| Work required |
Repeat only the stretch of lines below that runs from the line with "Target: stack of paper" through the line with "point(225, 69)", unaltered.
Entries supplied section start
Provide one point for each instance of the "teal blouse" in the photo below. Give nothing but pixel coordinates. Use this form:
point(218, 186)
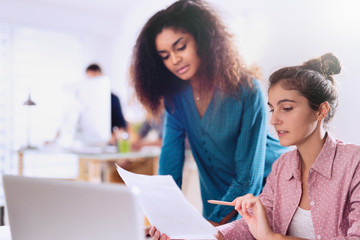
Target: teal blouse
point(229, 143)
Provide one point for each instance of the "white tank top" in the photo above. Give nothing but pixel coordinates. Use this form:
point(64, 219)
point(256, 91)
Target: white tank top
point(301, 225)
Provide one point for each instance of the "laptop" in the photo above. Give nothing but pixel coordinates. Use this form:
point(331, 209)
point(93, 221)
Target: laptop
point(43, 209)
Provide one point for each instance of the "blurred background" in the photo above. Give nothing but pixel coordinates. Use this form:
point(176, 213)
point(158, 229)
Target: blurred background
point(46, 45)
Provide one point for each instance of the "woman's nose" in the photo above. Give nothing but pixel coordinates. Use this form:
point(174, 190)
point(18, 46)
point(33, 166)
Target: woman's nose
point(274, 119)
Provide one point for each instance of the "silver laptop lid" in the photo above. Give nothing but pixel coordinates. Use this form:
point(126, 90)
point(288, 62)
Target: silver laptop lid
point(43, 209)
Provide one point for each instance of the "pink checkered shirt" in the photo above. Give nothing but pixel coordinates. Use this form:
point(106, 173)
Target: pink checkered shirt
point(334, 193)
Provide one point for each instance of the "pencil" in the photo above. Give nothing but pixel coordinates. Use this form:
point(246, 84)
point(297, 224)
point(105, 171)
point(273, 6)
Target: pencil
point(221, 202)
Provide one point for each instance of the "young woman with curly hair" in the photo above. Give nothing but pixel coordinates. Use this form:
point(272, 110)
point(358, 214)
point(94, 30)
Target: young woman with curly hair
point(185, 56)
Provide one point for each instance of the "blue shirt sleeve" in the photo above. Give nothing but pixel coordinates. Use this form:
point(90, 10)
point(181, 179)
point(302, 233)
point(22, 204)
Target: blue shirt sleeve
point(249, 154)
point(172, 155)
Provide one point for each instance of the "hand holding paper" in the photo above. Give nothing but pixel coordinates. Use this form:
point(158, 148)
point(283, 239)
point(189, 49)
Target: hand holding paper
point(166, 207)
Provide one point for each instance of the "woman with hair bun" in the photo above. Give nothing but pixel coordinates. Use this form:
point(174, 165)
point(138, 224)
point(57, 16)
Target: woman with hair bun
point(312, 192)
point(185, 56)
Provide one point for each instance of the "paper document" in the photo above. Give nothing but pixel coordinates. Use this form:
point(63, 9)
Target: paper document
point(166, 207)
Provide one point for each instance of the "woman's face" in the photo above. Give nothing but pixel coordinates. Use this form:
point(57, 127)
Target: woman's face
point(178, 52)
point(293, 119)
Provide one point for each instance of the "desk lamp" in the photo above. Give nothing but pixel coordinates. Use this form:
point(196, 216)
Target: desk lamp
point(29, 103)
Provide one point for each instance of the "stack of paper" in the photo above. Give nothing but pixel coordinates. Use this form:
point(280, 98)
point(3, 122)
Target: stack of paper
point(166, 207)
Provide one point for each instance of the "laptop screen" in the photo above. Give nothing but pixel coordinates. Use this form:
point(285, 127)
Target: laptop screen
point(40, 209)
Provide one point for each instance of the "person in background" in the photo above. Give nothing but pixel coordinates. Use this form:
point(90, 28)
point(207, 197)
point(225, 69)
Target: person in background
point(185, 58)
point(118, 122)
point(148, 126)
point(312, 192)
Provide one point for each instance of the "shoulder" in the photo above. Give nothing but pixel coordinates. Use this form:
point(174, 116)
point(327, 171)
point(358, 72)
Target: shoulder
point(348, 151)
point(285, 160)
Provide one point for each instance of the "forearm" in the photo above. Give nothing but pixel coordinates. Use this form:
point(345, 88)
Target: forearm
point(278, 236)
Entries supplied section end
| Response to the exercise |
Target: stack of paper
point(166, 207)
Provide one point for each instance of the "laptop screen" in the photo above. Give nothing but pixel coordinates. Use this form:
point(285, 127)
Target: laptop screen
point(40, 209)
Provide one point for each instance of the "person in background" in the photo above. Give nothing but pixel coordinates. Use this form:
point(90, 28)
point(207, 197)
point(225, 69)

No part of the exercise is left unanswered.